### [REQUIRED TASK]
Reproduce every line of the material below word for word, leaving out the pictures.

━━━━━━━━━━━━━━━━━━━━━━━━━━━━━━

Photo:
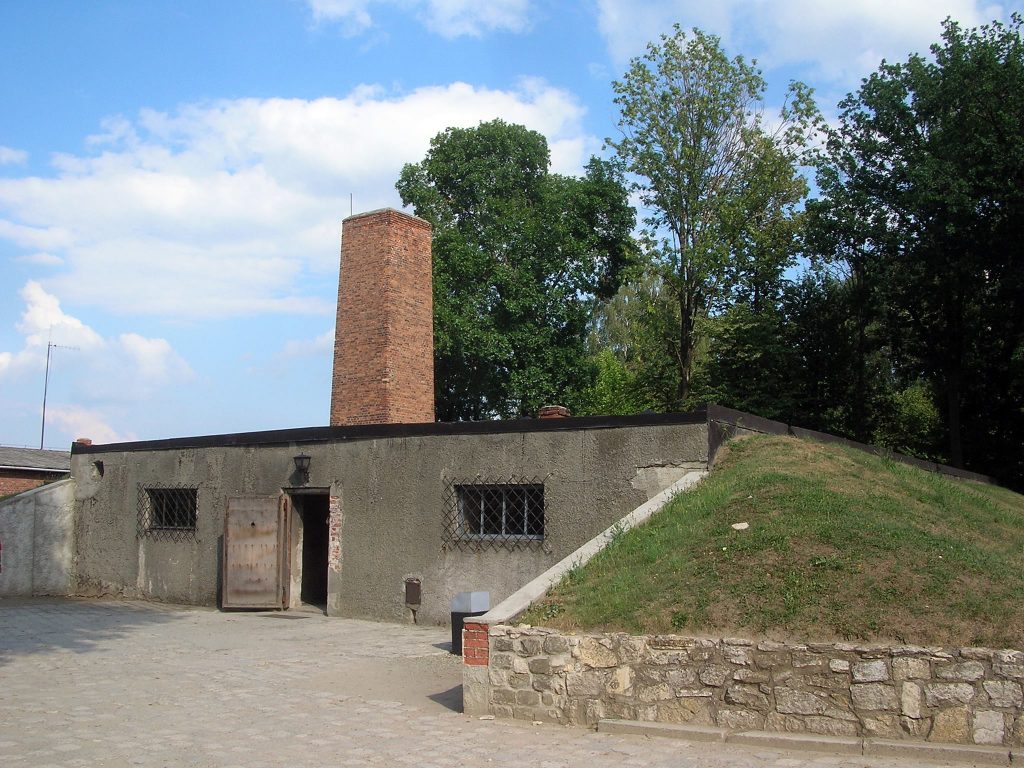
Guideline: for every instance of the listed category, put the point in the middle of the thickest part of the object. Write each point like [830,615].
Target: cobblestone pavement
[115,683]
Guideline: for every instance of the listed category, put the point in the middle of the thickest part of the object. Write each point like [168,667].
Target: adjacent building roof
[34,460]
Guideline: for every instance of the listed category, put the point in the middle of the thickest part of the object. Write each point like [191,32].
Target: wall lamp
[302,467]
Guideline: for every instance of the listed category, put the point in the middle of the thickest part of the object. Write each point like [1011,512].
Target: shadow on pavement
[79,626]
[451,698]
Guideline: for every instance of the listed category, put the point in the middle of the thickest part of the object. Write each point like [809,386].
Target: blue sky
[173,175]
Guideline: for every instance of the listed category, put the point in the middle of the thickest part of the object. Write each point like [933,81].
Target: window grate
[168,513]
[494,514]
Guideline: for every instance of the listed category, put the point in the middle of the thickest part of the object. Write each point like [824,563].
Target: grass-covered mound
[840,544]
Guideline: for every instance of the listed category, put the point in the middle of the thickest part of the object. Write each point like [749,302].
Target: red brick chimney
[384,338]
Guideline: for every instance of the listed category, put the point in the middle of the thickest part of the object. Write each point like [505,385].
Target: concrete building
[384,514]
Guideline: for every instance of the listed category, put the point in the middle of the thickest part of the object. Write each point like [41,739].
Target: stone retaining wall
[963,695]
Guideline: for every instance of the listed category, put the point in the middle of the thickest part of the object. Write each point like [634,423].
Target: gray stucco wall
[36,529]
[390,494]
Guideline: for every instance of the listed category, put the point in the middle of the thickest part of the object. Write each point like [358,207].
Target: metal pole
[46,384]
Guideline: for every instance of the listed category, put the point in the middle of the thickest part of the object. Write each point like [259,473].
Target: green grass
[841,544]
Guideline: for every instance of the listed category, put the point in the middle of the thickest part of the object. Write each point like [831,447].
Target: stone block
[751,676]
[503,696]
[989,727]
[828,682]
[659,692]
[873,697]
[915,728]
[596,655]
[910,700]
[1004,693]
[1012,671]
[964,672]
[555,644]
[792,701]
[830,726]
[695,711]
[540,666]
[530,646]
[747,695]
[738,654]
[715,674]
[621,681]
[783,723]
[517,680]
[740,720]
[952,725]
[501,660]
[911,669]
[527,697]
[978,654]
[870,672]
[944,694]
[882,725]
[681,678]
[632,649]
[587,683]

━━━━━━━━━━━━━━━━━━━━━━━━━━━━━━

### [RESULT OF THIS TASK]
Photo:
Guideline: for every instance of the listed category, put the point in the middle of the thickest part of the object. Write each point like [830,615].
Target: cobblestone pavement
[115,683]
Guideline: for every instance of the listed category, put the point in the middle of the thickest part of the object. Write each point like [168,667].
Target: adjacent building roof
[34,460]
Guideline: for every instance of the listed category, put the point in the middle of the thickest part of the object. Write each point like [191,32].
Target: wall lamp
[302,467]
Guideline: for every instance of the listed category, put the point in the middle of the thickest part of the object. Write each point like [1011,512].
Target: shadow on pavement
[79,626]
[451,698]
Guideline: for every instance of the listed category, put the point in the middle of the thickest part of the object. Write each point like [809,386].
Target: blue sky
[173,175]
Guideline: for every instance of the listed category, put the point in the middle of the thickest part of the object. Write each point like [933,81].
Target: window grate
[168,513]
[494,514]
Guideline: for every instance of the listed category, put the point in the middle of the thickest part of the object. Write each point like [824,563].
Target: grass-covered mound
[840,544]
Guideline: for every instance of the listed category, put the point in the middle of the thickest part of the object. Write each point like [749,302].
Target: red brick chimney
[384,338]
Guideline: for every instance of the listed category, put the point in the middle of the thickest part of the object. Write each point like [505,385].
Target: concrete building
[384,514]
Guideline: for every instance of the listed category, put the point in the middle of the thickest part of the object. Write each point like [41,739].
Target: stone retaining wall
[963,695]
Guideline: for every instance of the listed category, put the point in the middle of the thickest part of the object. Write each point like [634,423].
Target: gray stucco wall
[36,529]
[390,494]
Guideline: for every instance of the listed category, put the point in the middle of the thickest part of the object. Write each point like [358,207].
Target: metal pole
[46,384]
Guideline: for every instance of the listed category, put the point in the middle of the thickest part of the object. Write each point like [259,473].
Target: green grass
[841,544]
Guideline: for every instance of the listed category, put the point in the middle of the thickest part of the object. Write each point like [831,447].
Target: stone block
[751,676]
[503,696]
[989,727]
[828,682]
[659,692]
[873,697]
[915,728]
[596,655]
[910,700]
[1004,693]
[1012,671]
[964,672]
[555,644]
[792,701]
[830,726]
[695,711]
[540,666]
[530,646]
[747,695]
[738,654]
[715,674]
[621,681]
[783,723]
[517,680]
[740,720]
[952,725]
[501,660]
[911,669]
[527,697]
[978,654]
[870,672]
[944,694]
[882,725]
[681,678]
[632,649]
[587,683]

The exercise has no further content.